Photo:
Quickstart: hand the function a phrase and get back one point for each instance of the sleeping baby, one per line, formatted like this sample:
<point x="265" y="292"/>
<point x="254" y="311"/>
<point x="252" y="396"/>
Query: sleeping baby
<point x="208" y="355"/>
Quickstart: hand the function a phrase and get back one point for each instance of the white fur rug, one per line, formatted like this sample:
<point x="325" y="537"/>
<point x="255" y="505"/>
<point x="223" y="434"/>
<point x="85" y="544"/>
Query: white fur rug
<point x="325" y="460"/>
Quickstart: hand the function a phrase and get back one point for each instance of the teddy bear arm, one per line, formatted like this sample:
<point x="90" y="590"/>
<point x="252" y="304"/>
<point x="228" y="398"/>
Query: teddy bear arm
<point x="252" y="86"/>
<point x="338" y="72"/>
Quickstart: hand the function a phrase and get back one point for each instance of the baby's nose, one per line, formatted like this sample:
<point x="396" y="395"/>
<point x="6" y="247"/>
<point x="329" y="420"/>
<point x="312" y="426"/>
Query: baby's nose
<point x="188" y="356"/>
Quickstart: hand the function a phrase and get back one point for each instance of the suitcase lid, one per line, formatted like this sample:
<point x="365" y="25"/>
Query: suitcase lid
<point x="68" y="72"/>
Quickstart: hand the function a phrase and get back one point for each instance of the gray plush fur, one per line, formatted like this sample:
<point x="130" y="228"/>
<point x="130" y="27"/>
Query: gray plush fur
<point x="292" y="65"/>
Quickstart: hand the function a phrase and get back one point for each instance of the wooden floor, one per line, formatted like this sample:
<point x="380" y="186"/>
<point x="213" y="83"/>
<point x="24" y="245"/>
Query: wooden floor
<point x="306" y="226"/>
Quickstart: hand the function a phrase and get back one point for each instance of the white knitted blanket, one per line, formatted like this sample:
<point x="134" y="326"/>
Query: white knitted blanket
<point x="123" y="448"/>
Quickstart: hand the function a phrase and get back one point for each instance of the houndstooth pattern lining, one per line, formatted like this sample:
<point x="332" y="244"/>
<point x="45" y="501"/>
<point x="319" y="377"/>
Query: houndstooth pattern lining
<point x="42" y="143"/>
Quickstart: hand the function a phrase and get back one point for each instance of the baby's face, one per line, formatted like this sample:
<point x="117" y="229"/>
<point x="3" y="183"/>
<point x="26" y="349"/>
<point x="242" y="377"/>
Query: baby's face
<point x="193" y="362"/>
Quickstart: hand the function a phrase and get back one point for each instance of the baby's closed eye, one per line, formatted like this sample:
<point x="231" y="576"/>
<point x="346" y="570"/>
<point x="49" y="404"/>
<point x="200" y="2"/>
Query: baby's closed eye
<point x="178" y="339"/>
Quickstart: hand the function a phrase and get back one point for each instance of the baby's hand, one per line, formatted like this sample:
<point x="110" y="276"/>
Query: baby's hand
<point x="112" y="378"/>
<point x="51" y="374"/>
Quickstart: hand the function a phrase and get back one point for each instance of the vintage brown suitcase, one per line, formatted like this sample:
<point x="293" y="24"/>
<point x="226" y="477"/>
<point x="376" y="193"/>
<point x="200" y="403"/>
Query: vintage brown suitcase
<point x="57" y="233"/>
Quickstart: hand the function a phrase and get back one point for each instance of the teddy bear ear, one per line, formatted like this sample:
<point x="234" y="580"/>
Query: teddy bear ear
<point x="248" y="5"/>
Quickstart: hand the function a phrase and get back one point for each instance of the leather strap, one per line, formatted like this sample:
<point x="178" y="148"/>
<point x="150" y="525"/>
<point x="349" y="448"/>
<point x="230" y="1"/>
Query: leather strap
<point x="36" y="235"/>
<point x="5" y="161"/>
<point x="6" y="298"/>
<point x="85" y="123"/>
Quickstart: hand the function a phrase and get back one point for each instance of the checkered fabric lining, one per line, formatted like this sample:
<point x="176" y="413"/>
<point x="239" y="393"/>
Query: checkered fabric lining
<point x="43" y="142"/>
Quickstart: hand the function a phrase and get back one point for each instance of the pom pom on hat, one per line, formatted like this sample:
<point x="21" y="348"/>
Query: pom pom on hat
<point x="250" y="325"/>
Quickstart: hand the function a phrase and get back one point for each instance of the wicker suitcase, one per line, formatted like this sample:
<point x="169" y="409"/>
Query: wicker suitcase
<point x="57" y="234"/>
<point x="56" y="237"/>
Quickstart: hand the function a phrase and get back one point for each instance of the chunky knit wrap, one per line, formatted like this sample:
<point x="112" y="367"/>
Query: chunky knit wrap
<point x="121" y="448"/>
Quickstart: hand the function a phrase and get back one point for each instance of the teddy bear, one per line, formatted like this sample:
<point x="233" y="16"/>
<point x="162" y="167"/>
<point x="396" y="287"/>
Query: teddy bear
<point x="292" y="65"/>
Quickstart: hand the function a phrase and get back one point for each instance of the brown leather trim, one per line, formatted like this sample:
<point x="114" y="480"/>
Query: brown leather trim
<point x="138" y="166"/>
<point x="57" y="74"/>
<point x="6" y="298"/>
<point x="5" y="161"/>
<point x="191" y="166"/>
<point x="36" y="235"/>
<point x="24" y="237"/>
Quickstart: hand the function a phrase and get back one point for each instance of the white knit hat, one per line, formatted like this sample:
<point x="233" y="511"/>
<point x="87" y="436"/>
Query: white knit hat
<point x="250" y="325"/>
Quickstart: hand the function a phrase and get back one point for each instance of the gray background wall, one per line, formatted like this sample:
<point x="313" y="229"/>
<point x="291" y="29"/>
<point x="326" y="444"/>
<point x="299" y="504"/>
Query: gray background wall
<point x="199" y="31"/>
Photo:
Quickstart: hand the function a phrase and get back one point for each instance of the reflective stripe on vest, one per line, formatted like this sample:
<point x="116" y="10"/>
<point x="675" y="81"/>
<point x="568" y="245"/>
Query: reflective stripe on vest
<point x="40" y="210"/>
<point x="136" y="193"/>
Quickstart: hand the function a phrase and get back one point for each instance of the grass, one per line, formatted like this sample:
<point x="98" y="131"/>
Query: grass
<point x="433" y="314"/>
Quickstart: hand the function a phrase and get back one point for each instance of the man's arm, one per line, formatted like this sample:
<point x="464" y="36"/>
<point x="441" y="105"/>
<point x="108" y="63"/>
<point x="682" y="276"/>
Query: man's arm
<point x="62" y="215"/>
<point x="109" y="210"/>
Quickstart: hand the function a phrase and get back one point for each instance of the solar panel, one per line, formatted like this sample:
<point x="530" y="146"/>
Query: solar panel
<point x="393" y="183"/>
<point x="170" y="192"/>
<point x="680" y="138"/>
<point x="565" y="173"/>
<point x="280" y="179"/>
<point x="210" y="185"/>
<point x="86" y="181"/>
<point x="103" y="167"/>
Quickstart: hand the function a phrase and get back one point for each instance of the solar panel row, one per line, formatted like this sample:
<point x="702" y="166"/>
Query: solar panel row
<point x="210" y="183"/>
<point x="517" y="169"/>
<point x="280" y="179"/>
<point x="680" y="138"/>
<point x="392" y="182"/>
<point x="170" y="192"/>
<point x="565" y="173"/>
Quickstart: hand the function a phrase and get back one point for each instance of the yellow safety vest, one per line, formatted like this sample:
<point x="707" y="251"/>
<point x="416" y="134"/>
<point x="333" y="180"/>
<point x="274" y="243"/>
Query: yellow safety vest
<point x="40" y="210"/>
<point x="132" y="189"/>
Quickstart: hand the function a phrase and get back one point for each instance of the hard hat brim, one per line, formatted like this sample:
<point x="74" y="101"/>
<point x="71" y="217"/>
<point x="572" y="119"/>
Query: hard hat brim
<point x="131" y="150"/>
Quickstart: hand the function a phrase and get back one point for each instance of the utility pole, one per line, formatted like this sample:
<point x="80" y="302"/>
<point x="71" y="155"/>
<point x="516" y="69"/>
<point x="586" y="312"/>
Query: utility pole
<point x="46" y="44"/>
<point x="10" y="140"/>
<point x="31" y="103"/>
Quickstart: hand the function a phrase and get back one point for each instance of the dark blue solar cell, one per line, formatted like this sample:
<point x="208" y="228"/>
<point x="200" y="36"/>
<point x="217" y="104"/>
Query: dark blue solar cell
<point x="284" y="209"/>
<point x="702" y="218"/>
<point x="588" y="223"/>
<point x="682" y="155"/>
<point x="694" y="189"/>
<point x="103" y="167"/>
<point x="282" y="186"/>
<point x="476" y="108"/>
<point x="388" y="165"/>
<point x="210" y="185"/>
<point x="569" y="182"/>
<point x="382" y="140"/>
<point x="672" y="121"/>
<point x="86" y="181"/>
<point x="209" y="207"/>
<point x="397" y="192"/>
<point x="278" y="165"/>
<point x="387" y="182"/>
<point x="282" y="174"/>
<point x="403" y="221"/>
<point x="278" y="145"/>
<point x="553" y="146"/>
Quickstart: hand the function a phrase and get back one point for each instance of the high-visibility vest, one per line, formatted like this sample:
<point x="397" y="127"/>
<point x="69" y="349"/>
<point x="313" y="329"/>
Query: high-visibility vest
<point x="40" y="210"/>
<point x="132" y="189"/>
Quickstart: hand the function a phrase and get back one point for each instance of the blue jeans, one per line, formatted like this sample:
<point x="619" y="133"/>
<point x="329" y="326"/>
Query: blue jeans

### What is being asked:
Once you find the line with "of the checkered" above, print it and every line after it up to and including the line with "of the brown", exactly as written and nothing else.

### Solution below:
Quickstart: hand the function a phrase and get back one point for each instance of the checkered fabric lining, one per line, formatted like this sample:
<point x="176" y="413"/>
<point x="239" y="393"/>
Query: checkered fabric lining
<point x="43" y="142"/>
Quickstart: hand the function a phrase and get back one point for each instance of the pom pom on hat, one per line, formatted like this sample:
<point x="21" y="348"/>
Query: pom pom on hat
<point x="250" y="325"/>
Quickstart: hand the function a phrase and get back one point for each instance of the wicker suitcase, one per line, formatted like this sample:
<point x="169" y="409"/>
Query: wicker suitcase
<point x="57" y="234"/>
<point x="56" y="237"/>
Quickstart: hand the function a phrase and get back one point for each instance of the chunky knit wrap, one per line, formatted like this sample:
<point x="112" y="367"/>
Query: chunky knit wrap
<point x="121" y="448"/>
Quickstart: hand the function a phrase and get back one point for each instance of the teddy bear, one per line, formatted like this sample:
<point x="233" y="16"/>
<point x="162" y="167"/>
<point x="396" y="287"/>
Query: teddy bear
<point x="292" y="65"/>
Quickstart: hand the function a phrase and get back one point for each instance of the brown leather trim, one per line, formatted like this sample:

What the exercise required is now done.